**Material for the task**
== == ==

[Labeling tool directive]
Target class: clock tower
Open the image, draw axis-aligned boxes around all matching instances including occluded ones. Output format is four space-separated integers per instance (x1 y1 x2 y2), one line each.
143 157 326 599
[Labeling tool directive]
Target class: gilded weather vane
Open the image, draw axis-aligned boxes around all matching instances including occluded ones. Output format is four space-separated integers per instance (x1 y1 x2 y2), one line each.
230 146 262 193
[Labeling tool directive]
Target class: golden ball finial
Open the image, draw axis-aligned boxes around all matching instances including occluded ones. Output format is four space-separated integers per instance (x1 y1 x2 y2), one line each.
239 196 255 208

== == ==

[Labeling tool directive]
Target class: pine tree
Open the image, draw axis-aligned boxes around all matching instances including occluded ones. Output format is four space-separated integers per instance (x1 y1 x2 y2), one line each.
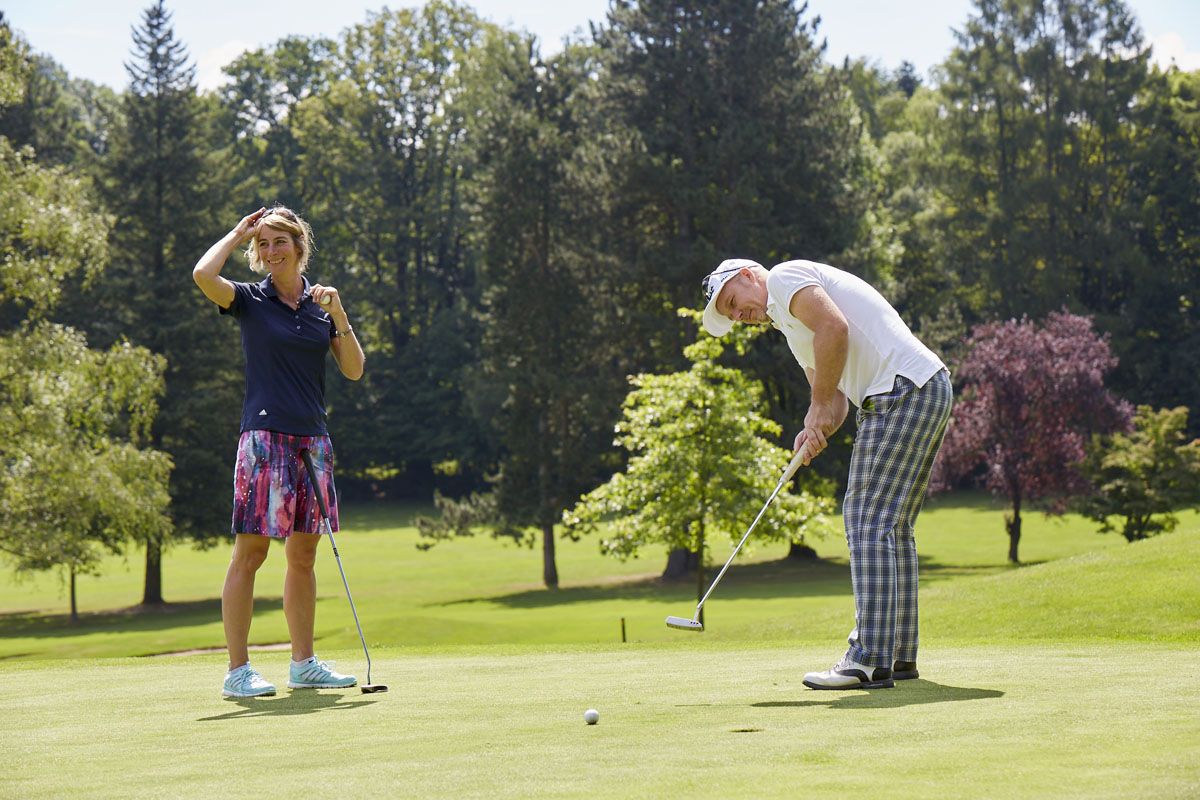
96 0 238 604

== == ==

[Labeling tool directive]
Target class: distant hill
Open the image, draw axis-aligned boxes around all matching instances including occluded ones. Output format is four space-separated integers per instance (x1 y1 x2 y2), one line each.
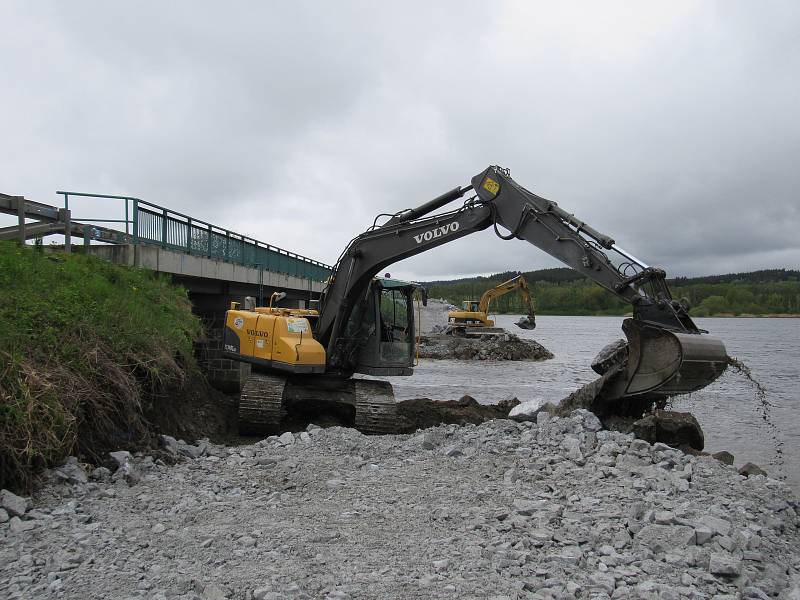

== == ==

**Set exercise**
Pick out every line in the data above that contains the word "Target" and copy each of those lines.

**Answer to the task**
Target class: clock tower
Target class: gilded weather vane
Target class: golden ball finial
Target class: pine tree
Target class: distant hill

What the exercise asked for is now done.